>> start Input records

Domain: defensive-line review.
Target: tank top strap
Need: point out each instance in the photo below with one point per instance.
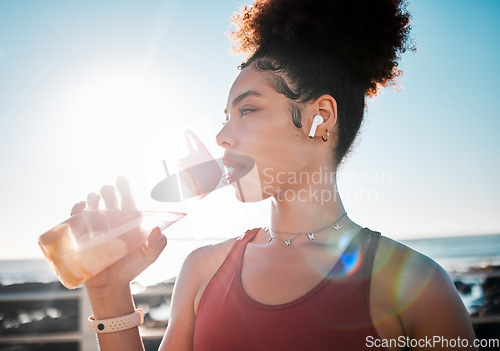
(372, 242)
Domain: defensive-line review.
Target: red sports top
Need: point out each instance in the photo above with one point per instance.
(334, 315)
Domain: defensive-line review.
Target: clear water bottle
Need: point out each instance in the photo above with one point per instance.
(89, 242)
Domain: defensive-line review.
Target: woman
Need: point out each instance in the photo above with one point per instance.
(314, 280)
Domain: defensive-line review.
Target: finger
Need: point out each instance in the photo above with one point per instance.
(126, 198)
(108, 194)
(93, 201)
(78, 207)
(155, 245)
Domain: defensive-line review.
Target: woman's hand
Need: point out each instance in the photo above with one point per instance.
(120, 274)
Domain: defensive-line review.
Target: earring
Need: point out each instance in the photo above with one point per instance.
(327, 136)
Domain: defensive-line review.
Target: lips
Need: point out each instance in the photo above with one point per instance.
(237, 166)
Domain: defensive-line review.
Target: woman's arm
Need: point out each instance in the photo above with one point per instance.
(110, 296)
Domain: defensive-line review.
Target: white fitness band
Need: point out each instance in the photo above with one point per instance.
(112, 325)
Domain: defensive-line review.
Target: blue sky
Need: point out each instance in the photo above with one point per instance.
(74, 72)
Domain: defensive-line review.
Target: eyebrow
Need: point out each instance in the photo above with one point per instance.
(243, 96)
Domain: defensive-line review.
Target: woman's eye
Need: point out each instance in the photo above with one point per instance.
(245, 110)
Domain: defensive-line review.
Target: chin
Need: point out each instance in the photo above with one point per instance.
(249, 188)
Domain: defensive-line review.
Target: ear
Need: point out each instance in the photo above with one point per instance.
(326, 106)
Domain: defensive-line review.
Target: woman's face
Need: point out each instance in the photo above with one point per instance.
(259, 125)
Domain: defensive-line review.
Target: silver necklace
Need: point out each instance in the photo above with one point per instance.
(273, 234)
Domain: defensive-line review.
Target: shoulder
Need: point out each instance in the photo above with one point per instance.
(203, 263)
(410, 272)
(197, 270)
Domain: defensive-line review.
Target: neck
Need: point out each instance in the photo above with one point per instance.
(306, 208)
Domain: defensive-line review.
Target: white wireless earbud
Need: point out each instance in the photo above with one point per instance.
(316, 122)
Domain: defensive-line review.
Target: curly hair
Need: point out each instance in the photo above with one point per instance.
(345, 48)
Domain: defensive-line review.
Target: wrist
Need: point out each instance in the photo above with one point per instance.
(111, 302)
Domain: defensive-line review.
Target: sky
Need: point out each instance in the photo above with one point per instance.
(89, 89)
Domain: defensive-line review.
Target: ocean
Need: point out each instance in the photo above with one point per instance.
(454, 254)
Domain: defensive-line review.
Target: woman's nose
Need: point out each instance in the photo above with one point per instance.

>> end Input records

Exercise task: Find every line above that contains the string "woman" and copy each one in full. Case counts.

Result for this task:
Target: woman
Target: woman's hand
Target: woman's arm
Target: woman's eye
Target: woman's face
Target: woman's nose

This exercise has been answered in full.